◆ **INSTRUCTIONS**:
a - According to the article on minimal reproducible examples, what are the three properties of an MRE?
b - Return word for word the portion of the article on minimal reproducible examples that begins at the words "A Diagnostic Trilogy¶" and stops after the words "or a non-starter.".
c - Translate this sentence from the article on minimal reproducible examples into Spanish: "If you can delete a line and the bug still occurs, delete it."

◆ **SUPPLIED TEXT**:
§
The Fine Art of a Minimal Reproducible Example
Two hours in, what you're actually shipping is a GitHub issue, a JIRA ticket, or a Slack thread: symptoms, hunches, pasted logs, then one more file because someone asked nicely. Each round trip tugs another detail out of your repo while the runnable version still lives mostly on your machine. Then a follow-up makes you spell out the repro steps you sort of skipped the first time, and halfway through your reply the bug stops looking fuzzy. Nobody merged a fix for you. You just finally described it clearly enough to see it yourself.
That loop is about as expensive as debugging gets, and almost none of it is mandatory. The antidote is the minimal reproducible example (MRE): the smallest, most self-contained piece of code that reliably triggers the problem you're trying to explain. Being kind to whoever reads your ticket is a nice side effect. The main payoff is that your own picture of the break gets sharper. Most of the time you'll see the answer yourself before you hit send.
A Diagnostic Trilogy¶
An MRE has exactly three properties. Violate any one of them and you no longer have an MRE: you have either a code dump or a non-starter.
Minimal¶
Strip the code down to the smallest case that still triggers the issue. Remove authentication helpers, logging setup, database connections, unrelated configuration, and everything else that isn't directly involved in the failure. If you can delete a line and the bug still occurs, delete it.
This is harder than it sounds when you're deep in a problem. Everything feels relevant. It's not. The act of removing code is itself a debugging act: each deletion either moves you closer to the root cause or proves that section of code isn't involved.
Reproducible¶
The example must trigger the same behavior every time, in any environment, for anyone who runs it. "It only happens on my machine" isn't an MRE: it's still a hypothesis. Track down the conditions that consistently trigger the issue and make those conditions explicit in the example.
Your example shouldn't depend on:
- External services that require credentials or network access
- Files or state that exist only on your machine
- Configuration loaded from environment variables that aren't shown
- A sequence of prior steps that must be completed first
If external state is genuinely part of the problem, substitute the smallest possible local stand-in: a hardcoded string, an in-memory mock, or a local test fixture.
Example¶
An example is a program that runs. Not a fragment, not a diff, not pseudocode: a complete, standalone piece of code that anyone can paste into a clean environment and execute immediately. Include imports. Include dependency versions. Include the invocation. Remove every reason for someone to say "I can't run this."
The Debug That Happens Before You Ask¶
Creating an MRE is a more reliable debugging technique than most developers give it credit for. The process forces you to form and test hypotheses. You delete a block and the problem disappears: that block was involved. You delete a different block and the problem persists: that block isn't. You replace a library call with a direct implementation and the behavior changes: the issue was in the library, not your code.
This is the rubber duck effect scaled up and made systematic. Explaining a problem to an inanimate object forces clear articulation, and clear articulation surfaces the gaps in your reasoning. Constructing an MRE does the same thing, but with code instead of words.
The Disappearing Bug
Plenty of bugs show themselves while you're carving an MRE. You close the ticket because you already found the cause. That still counts as a win: you understand what broke instead of only muting the symptom.
§
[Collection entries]
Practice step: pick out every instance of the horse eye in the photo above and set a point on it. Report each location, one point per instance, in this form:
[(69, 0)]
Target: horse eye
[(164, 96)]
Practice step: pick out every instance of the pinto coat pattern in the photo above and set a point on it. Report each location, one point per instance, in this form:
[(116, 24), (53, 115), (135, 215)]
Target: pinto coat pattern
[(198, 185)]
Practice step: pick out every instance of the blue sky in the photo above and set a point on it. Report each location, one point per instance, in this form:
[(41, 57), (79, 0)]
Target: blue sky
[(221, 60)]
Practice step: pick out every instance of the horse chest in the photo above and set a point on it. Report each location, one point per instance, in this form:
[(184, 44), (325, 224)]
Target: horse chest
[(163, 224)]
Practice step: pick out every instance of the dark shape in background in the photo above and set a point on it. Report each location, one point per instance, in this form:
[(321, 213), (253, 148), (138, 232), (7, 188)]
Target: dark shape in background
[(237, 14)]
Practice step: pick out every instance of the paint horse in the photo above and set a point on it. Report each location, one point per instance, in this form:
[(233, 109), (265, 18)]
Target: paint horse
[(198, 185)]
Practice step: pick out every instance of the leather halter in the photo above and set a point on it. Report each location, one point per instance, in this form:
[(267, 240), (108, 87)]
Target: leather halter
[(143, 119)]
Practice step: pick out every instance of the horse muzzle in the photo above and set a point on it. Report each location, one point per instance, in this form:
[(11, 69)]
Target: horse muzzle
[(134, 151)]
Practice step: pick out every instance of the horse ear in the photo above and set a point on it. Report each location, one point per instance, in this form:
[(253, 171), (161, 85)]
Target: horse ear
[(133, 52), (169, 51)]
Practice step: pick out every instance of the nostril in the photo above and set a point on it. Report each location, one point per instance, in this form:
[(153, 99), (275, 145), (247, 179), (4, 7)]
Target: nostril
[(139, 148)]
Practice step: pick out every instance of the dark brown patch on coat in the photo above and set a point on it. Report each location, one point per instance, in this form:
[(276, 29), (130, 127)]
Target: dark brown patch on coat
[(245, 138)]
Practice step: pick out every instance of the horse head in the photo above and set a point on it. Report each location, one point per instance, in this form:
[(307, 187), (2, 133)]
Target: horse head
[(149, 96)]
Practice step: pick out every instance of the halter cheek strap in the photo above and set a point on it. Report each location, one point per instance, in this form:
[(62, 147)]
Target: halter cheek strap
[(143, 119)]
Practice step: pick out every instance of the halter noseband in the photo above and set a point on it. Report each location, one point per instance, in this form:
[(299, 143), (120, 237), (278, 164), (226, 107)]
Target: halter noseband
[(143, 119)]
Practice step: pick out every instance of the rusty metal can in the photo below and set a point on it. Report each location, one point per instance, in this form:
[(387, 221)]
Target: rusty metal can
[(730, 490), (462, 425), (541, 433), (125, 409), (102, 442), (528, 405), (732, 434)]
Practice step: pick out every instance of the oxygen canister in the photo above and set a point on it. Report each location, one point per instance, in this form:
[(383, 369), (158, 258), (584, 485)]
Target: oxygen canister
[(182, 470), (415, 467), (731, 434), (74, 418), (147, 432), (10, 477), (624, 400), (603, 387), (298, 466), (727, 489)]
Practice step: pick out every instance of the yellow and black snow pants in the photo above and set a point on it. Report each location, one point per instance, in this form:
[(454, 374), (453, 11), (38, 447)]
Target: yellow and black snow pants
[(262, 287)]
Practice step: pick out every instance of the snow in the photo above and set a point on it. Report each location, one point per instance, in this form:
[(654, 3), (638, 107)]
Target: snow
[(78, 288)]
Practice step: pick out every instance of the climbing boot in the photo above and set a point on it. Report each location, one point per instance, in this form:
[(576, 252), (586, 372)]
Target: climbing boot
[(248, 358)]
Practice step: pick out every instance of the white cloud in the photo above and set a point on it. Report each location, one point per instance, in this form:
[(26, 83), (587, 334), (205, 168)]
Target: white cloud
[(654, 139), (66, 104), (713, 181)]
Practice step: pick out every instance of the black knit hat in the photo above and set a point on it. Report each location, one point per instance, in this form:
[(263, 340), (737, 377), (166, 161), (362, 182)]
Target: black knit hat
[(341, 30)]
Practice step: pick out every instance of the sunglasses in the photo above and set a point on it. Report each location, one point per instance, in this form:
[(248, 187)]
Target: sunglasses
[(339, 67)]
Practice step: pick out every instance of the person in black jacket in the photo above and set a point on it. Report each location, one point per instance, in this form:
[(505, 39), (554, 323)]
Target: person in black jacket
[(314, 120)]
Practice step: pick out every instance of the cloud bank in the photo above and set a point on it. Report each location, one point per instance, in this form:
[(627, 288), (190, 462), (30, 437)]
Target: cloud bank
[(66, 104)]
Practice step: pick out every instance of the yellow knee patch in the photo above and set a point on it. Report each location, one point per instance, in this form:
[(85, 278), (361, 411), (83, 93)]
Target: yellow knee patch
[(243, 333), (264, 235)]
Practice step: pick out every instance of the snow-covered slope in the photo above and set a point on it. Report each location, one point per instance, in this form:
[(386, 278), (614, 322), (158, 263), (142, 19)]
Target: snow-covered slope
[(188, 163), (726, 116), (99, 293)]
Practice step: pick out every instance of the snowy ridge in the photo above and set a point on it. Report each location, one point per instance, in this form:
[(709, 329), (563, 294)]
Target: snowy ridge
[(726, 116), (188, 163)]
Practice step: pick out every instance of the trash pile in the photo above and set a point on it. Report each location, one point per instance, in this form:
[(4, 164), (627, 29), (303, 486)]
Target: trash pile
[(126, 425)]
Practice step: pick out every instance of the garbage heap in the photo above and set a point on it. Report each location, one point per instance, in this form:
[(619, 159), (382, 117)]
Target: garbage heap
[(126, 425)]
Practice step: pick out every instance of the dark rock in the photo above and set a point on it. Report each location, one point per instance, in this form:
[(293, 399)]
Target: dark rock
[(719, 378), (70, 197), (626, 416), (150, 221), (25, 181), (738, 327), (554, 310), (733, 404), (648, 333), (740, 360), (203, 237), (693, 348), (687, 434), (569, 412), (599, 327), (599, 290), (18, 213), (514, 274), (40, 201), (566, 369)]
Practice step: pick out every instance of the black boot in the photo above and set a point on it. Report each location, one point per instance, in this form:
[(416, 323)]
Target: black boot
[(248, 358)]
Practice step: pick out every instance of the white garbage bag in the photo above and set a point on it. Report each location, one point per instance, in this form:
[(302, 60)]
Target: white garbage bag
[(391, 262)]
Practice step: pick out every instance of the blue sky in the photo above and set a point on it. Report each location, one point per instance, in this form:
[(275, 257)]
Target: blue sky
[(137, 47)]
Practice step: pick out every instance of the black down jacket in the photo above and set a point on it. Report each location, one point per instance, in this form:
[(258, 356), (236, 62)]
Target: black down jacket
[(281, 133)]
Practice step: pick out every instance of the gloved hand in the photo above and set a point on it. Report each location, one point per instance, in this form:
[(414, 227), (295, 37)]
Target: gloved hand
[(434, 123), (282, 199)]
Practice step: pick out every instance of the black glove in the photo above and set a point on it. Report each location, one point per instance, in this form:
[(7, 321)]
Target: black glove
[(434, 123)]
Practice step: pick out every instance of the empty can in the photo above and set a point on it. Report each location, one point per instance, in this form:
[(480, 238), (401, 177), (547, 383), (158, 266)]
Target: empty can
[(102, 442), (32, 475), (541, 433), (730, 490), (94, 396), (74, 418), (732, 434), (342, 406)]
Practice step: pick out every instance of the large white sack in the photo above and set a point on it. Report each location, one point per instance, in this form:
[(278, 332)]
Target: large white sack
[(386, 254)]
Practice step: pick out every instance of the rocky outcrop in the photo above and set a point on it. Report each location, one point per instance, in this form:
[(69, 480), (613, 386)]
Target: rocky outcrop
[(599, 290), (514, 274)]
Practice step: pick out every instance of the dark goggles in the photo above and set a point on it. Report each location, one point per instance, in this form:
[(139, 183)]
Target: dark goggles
§
◆ **OUTPUTS IN ORDER**:
a - Minimal, reproducible, and an example.

b -
A Diagnostic Trilogy¶
An MRE has exactly three properties. Violate any one of them and you no longer have an MRE: you have either a code dump or a non-starter.

c - Si puedes eliminar una línea y el error sigue ocurriendo, elimínala.